- [YOUR OBJECTIVE]
Set the data down again, exactly as it appears below.

- [THE DATA]
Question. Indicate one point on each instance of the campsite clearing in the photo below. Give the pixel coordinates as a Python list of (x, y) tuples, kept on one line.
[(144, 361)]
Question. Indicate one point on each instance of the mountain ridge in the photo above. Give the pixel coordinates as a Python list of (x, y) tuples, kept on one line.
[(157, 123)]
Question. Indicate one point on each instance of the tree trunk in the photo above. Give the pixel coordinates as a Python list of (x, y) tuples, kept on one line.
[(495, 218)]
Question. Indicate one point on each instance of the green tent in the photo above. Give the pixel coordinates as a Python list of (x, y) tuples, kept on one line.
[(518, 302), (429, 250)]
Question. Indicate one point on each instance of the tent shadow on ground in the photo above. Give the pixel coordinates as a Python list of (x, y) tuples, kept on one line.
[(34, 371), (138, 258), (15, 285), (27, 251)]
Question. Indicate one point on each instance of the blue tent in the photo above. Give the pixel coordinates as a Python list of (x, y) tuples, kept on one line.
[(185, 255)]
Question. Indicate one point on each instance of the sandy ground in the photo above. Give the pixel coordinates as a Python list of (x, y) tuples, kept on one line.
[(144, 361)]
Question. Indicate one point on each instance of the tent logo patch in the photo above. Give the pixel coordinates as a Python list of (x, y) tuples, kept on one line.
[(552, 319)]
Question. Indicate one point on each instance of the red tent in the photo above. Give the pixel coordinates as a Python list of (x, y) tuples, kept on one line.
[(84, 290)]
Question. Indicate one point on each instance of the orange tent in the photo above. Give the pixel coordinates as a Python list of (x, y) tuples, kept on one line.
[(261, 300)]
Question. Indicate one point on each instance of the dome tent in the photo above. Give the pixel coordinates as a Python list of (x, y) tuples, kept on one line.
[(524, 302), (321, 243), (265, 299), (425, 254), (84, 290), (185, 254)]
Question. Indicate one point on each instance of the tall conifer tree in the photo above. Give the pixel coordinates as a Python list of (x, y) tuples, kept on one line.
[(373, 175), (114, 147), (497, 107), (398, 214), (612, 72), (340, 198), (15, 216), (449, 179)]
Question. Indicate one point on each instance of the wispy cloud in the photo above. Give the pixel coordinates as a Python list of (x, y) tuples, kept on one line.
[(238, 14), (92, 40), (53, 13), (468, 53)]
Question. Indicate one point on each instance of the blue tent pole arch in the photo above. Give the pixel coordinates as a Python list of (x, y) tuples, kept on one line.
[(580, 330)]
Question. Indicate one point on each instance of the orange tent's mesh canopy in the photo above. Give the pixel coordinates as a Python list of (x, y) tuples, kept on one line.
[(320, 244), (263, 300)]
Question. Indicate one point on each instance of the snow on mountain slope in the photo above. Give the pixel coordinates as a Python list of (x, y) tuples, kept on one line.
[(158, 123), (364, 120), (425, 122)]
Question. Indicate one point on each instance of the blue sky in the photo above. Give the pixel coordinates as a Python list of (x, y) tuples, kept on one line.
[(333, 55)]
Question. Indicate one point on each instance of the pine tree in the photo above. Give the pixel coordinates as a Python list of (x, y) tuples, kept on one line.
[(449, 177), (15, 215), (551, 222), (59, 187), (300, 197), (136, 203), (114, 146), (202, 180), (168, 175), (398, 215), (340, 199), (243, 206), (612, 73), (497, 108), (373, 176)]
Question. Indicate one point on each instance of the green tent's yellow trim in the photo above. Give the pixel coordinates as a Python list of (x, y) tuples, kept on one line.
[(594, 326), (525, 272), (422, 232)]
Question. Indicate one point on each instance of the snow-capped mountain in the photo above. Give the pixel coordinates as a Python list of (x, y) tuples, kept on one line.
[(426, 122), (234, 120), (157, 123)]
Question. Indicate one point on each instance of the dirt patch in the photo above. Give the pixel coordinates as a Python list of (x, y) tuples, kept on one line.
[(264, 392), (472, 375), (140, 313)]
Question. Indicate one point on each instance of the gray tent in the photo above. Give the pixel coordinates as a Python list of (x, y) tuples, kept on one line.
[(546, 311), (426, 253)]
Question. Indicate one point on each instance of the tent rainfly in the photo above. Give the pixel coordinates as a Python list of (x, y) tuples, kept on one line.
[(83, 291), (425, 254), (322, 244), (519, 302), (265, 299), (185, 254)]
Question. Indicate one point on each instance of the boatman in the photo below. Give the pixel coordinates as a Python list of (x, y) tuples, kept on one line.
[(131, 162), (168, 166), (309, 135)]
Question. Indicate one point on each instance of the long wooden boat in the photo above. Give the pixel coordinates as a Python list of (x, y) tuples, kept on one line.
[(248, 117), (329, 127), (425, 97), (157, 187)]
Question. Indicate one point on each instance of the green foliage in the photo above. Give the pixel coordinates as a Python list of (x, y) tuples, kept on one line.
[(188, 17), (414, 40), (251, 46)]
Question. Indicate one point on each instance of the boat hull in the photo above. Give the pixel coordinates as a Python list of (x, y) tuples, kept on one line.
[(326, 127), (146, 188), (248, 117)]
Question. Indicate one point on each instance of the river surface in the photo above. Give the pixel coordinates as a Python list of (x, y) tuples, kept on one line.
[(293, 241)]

- [OUTPUT FOR THIS TASK]
Question. Indicate one point on each instance of the campsite clearing in the photo below. Give the pixel coordinates as a Python list of (x, y) tuples, kept on one line.
[(144, 361)]
Question. Indicate one point on each instance of the mountain ridge in the photo above. Give the pixel coordinates as a Python list of (x, y) tuples, kept on one line.
[(157, 123)]
Question. Indicate one point on each instance of the tree trunk in the photo above. Give the pixel coordinates as a Python list of (x, y) tuples, kept on one line.
[(495, 218)]
Question. Indicate one point on each instance of the green tent in the photo above. Give the pixel coordinates as a Python list of (x, y) tuples, kept on one line.
[(518, 302), (429, 250)]
Question. Indicate one point on each instance of the tent shadow on ground in the photo above. Give the pixel coordinates as a Python list of (x, y) tuples, kept on one line.
[(34, 371), (138, 258), (15, 285), (27, 251)]
Question. Indicate one point on each instance of the blue tent in the photo above. Give the pixel coordinates as a Python list of (x, y) tuples, kept on one line.
[(185, 255)]
Question. Indicate one point on each instance of the sandy ground in the photo above. Give the pixel coordinates as a Python list of (x, y) tuples, kept on one line.
[(144, 361)]
Question. Indicate one point on each instance of the tent logo patch in the photo above. Give the pixel coordinates as a Python list of (x, y) tuples, kept on one line.
[(552, 319)]
Question. Indicate one point on each instance of the red tent in the photo above. Give the pixel coordinates as a Python list of (x, y) tuples, kept on one line.
[(84, 290)]
Question. Indicate one point on each instance of the orange tent in the photo above. Give the pixel coordinates as a Python list of (x, y) tuples, kept on one line.
[(261, 300)]
Question. Indicate one point on each instance of the dome tent in the photo above. Give the pixel coordinates as a Python list of (x, y) tuples, kept on one line.
[(524, 302), (321, 243), (265, 299), (425, 254), (84, 290), (185, 254)]
Question. Indicate one point on each instance of the tall conifer tree in the photo above. Give the pixel coordinates as a Python list of (x, y) tuples, kept on one line.
[(373, 175), (114, 147), (497, 107), (398, 214), (612, 72), (340, 198), (15, 216), (449, 179)]
Question. Indicate one point on each instance of the wispy cloud in the photo above. Give the pixel coordinates as a Python list of (x, y) tuples, kept on one line.
[(238, 14), (92, 40), (53, 13), (468, 53)]
Question. Indicate one point on each instance of the blue tent pole arch in the photo above. Give the pixel coordinates as a Python list of (x, y) tuples, kept on one line.
[(580, 330)]
Question. Indicate one point on each instance of the orange tent's mesh canopy in the photo above. Give the pixel coordinates as a Python list of (x, y) tuples, kept on one line.
[(320, 244), (263, 300)]
Question. Indicate one point on each instance of the snow on mountain slope in the photo above. Give the pixel coordinates as a Python list of (x, y) tuples, kept on one line.
[(158, 123), (364, 120), (425, 122)]
Question. Indicate one point on each instance of the blue sky in the photo above. Give the pixel coordinates as a Python list of (x, y) tuples, kept on one line.
[(333, 55)]
Question. Indicate one point on each instance of the pine tree in the photo above. Give the pixel coordinates as a Python list of (x, y) tuples, kept on one line.
[(449, 177), (15, 215), (551, 222), (59, 187), (300, 197), (136, 203), (114, 146), (202, 180), (168, 175), (398, 215), (340, 199), (243, 206), (612, 73), (497, 108), (373, 176)]
Question. Indicate one point on each instance of the green tent's yellow trim in the photo above. Give the pixel coordinates as a Python list of (x, y) tuples, kept on one line.
[(594, 326), (525, 272), (422, 232)]
Question. Indicate one point on each instance of the snow-capped mountain in the photo above. Give the pixel coordinates as a Python list of (x, y) tuples, kept on one line.
[(426, 122), (234, 120), (157, 123)]
Question. Indicate one point on each instance of the dirt patch in the photo above. Give the pixel coordinates as a Python list of (x, y) tuples, kept on one line.
[(264, 392), (472, 375), (140, 313)]
Question. Indicate one point on each instance of the gray tent in the photo above. Give the pixel coordinates as a Python list of (x, y) tuples, kept on one line.
[(546, 311), (426, 253)]
Question. Indicate one point on each instance of the tent rainfly in the photo above. Give the pixel coordinates as a Python list of (x, y) tuples, kept on one line.
[(83, 291), (425, 254), (322, 244), (519, 302), (265, 299), (185, 254)]
Question. Indicate one point on each instance of the boatman in the photo below. Give the pixel coordinates as a Python list of (x, y) tuples, kept on one line.
[(131, 162), (168, 166), (309, 135)]
Question. Indicate one point on each instance of the long wooden boat in the photo above. Give the pixel coordinates as a Python list of (x, y) tuples, kept on one line.
[(248, 117), (329, 127), (425, 97), (157, 187)]
Question. Indicate one point on each instance of the green foliage in the photo above. Give the pixel coordinates as a Python list of (x, y) tuples, kept on one line.
[(188, 17), (414, 40), (251, 46)]
Question. Indicate one point on each instance of the boat hull in the photo above. Give the pixel coordinates as a Python list of (x, y) tuples, kept on one line.
[(326, 127), (146, 188), (248, 117)]
Question. Indicate one point on each instance of the river surface in the photo above. Give the pixel coordinates as a Python list of (x, y) tuples, kept on one line.
[(293, 241)]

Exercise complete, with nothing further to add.